Passage
____________________
The gorgeous tune MICHAEL by Herbert Howells (1892 – 1983) has a sad story behind it. In September 1935 Howells’ nine-year-old son Michael contracted polio during a family holiday, dying in London three days later. At the suggestion of his daughter Ursula he sought to channel his grief into music, and over the next three years composed much of Hymnus Paradisi (a requiem), the Concerto for Strings, the slow movement of which is in joint memory of Michael and Edward Elgar, and the unfinished Cello Concerto, which Howells had been working on at the time of his son’s death and which he found himself unable to complete. A Sequence for St. Michael and the motet Take Him, Earth, for Cherishing have also been associated with Howells’s grief for Michael, as have two of Howells’s hymn tunes, the best-known of which is this hymn “All My Hope on God is Founded” and the tune Twigworth for the hymn “God is love, let heaven adore him”.
____________________
Provided data
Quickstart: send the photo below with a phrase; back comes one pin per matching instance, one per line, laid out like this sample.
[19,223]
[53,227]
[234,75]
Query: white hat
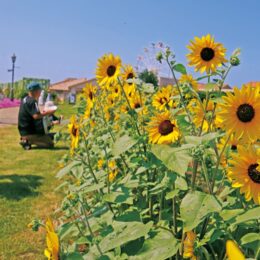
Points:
[49,105]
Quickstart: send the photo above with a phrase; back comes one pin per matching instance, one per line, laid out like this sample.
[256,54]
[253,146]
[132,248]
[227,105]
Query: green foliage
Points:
[148,77]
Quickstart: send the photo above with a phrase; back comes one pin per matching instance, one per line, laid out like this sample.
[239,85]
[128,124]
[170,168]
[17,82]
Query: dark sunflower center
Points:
[233,147]
[74,131]
[163,100]
[166,127]
[137,105]
[207,54]
[253,173]
[245,113]
[130,75]
[111,70]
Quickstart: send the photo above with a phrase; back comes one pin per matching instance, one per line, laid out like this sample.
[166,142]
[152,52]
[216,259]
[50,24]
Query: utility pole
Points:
[12,70]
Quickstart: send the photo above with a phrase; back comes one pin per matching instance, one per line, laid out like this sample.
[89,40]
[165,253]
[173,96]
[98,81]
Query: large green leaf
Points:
[161,246]
[180,68]
[250,237]
[228,214]
[122,144]
[123,233]
[175,159]
[248,215]
[195,206]
[118,197]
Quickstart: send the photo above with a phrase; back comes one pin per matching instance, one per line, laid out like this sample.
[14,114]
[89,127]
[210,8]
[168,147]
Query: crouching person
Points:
[30,123]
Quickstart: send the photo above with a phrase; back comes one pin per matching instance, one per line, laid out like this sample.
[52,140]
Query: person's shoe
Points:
[25,144]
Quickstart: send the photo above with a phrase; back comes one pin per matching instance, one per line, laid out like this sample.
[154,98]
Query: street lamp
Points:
[12,70]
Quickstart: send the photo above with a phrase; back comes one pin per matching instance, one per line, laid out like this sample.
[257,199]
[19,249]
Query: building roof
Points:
[67,84]
[164,81]
[226,87]
[254,83]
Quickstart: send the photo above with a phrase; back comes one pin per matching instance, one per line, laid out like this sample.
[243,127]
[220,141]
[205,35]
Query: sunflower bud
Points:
[234,61]
[159,56]
[168,52]
[34,225]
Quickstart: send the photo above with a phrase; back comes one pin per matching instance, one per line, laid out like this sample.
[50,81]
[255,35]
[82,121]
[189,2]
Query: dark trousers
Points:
[44,141]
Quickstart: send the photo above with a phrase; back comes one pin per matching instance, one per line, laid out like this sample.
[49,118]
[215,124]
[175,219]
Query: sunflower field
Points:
[159,172]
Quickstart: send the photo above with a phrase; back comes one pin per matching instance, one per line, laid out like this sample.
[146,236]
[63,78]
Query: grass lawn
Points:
[27,183]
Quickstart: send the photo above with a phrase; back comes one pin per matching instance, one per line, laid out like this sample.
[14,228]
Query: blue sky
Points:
[56,39]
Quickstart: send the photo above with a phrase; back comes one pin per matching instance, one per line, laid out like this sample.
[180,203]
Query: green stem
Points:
[181,96]
[129,106]
[218,162]
[205,171]
[89,228]
[194,173]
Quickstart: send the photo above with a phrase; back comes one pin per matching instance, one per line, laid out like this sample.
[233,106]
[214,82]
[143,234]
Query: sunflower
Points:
[74,133]
[128,73]
[233,142]
[116,90]
[112,170]
[52,241]
[203,115]
[240,113]
[206,54]
[89,92]
[108,69]
[187,78]
[130,90]
[163,130]
[233,252]
[188,245]
[111,100]
[245,173]
[163,99]
[100,163]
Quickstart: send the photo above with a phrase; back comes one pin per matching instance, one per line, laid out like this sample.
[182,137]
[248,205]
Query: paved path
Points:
[9,116]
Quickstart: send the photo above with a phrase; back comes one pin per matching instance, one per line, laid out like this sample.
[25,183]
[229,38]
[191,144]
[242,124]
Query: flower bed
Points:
[160,173]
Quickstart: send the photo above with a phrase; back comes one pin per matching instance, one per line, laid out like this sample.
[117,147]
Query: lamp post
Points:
[12,70]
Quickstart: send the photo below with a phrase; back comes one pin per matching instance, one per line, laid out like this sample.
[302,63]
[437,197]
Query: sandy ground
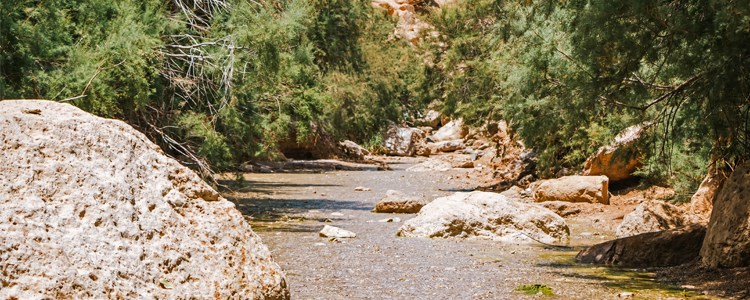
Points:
[288,210]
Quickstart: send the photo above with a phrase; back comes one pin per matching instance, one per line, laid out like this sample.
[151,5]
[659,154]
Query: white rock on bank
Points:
[90,208]
[486,216]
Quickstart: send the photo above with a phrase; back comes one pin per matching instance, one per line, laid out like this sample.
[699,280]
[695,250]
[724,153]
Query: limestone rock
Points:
[487,216]
[398,202]
[401,141]
[727,242]
[592,189]
[564,209]
[619,160]
[335,232]
[654,249]
[516,193]
[651,216]
[454,130]
[410,27]
[446,146]
[90,208]
[353,150]
[702,202]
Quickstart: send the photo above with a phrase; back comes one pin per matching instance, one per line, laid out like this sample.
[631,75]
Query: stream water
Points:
[288,210]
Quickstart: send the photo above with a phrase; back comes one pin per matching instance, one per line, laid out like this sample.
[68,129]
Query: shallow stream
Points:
[288,209]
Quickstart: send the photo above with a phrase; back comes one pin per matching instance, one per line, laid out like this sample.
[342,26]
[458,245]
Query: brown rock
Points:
[654,249]
[651,216]
[401,141]
[619,160]
[592,189]
[727,242]
[90,208]
[353,150]
[454,130]
[564,209]
[446,146]
[702,202]
[431,119]
[400,203]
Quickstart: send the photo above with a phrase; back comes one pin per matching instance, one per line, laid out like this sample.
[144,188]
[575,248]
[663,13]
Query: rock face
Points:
[401,141]
[486,216]
[454,130]
[89,208]
[353,150]
[400,203]
[619,160]
[651,216]
[654,249]
[592,189]
[702,202]
[727,242]
[409,27]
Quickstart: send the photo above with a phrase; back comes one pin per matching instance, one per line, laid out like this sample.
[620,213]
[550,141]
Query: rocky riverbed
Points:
[289,209]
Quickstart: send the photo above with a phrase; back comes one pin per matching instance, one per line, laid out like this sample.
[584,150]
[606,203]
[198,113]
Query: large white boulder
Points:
[620,159]
[90,208]
[486,216]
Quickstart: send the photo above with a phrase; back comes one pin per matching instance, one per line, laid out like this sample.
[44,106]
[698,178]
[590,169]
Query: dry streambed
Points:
[289,209]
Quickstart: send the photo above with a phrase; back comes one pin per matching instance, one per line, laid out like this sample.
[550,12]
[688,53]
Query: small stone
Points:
[625,295]
[335,232]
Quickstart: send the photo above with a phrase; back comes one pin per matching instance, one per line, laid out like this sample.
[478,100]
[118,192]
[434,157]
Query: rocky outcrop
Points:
[487,216]
[400,203]
[409,27]
[592,189]
[619,160]
[564,209]
[651,216]
[702,202]
[403,141]
[453,130]
[654,249]
[353,150]
[90,208]
[431,119]
[727,242]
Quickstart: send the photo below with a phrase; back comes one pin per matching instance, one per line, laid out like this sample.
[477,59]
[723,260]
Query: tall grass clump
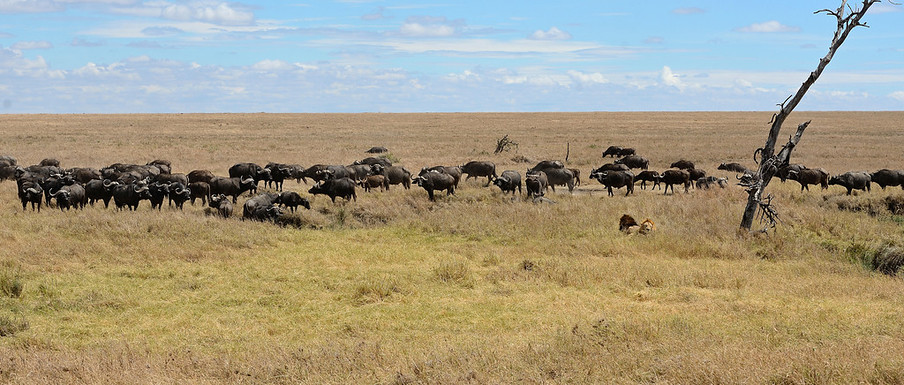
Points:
[11,284]
[10,326]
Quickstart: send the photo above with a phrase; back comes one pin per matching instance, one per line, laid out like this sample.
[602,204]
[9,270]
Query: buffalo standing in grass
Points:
[634,161]
[372,182]
[672,177]
[130,195]
[179,194]
[433,181]
[394,175]
[256,207]
[223,206]
[100,190]
[454,171]
[806,177]
[734,167]
[852,181]
[616,179]
[292,200]
[536,184]
[476,169]
[70,196]
[683,165]
[199,190]
[886,177]
[253,170]
[648,176]
[342,187]
[787,169]
[560,176]
[30,191]
[612,151]
[509,181]
[231,186]
[200,176]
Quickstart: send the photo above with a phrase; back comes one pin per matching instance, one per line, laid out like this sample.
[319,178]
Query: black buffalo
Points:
[30,191]
[683,165]
[672,177]
[253,170]
[454,171]
[852,181]
[342,187]
[886,177]
[292,200]
[536,184]
[199,190]
[616,179]
[648,176]
[476,169]
[806,177]
[231,186]
[433,181]
[159,192]
[130,195]
[100,190]
[179,193]
[200,176]
[634,161]
[394,175]
[734,167]
[256,207]
[221,204]
[509,181]
[70,196]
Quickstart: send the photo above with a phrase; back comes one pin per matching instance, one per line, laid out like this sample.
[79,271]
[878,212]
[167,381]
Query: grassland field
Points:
[473,288]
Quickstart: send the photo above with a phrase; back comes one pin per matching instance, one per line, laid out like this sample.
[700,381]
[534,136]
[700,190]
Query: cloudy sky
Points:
[112,56]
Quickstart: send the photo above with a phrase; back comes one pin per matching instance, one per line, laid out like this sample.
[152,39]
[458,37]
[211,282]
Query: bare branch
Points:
[848,18]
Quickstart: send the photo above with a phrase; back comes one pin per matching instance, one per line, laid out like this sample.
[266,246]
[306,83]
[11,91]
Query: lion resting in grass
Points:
[628,225]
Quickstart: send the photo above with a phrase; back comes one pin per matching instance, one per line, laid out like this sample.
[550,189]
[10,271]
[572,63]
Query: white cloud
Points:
[581,77]
[221,13]
[429,26]
[272,65]
[30,6]
[669,78]
[27,45]
[768,27]
[688,11]
[426,30]
[552,34]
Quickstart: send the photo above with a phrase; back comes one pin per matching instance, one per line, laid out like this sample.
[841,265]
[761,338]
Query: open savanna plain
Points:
[473,288]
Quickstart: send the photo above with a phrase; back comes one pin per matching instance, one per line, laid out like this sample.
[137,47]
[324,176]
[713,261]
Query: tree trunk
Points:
[769,162]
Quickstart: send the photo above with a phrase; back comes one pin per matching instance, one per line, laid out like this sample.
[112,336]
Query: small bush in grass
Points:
[885,259]
[376,290]
[9,326]
[888,260]
[454,272]
[11,285]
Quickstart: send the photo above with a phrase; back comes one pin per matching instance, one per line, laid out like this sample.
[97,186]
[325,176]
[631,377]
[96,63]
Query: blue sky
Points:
[135,56]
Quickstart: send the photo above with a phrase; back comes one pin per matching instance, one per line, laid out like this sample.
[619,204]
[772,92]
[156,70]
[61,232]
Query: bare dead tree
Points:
[504,144]
[769,163]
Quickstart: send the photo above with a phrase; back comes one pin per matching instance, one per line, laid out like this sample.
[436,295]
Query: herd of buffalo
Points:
[128,184]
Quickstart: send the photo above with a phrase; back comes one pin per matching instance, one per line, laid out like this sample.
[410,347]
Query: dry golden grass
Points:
[474,288]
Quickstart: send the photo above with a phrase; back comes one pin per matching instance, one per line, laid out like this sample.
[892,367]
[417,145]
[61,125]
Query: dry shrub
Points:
[376,290]
[11,284]
[10,326]
[895,204]
[888,260]
[859,203]
[457,272]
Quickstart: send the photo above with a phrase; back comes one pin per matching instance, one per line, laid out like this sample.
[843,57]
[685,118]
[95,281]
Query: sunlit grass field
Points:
[473,288]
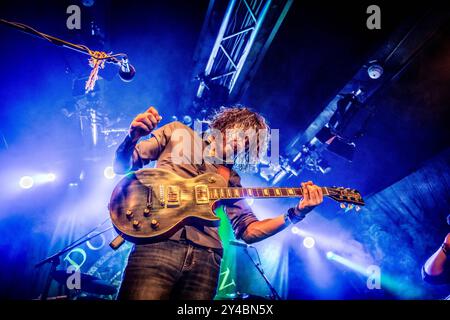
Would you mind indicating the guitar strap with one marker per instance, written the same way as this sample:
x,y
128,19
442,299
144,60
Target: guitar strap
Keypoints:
x,y
224,172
____________________
What you will do
• A. List every person named in the passage about the hymn tune MICHAEL.
• B. In the passage about the hymn tune MICHAEL, which illness did Howells's son contract during the family holiday?
You don't need the material to do anything here.

Answers to the exercises
• A. Herbert Howells, Michael, Ursula, Edward Elgar

• B. Polio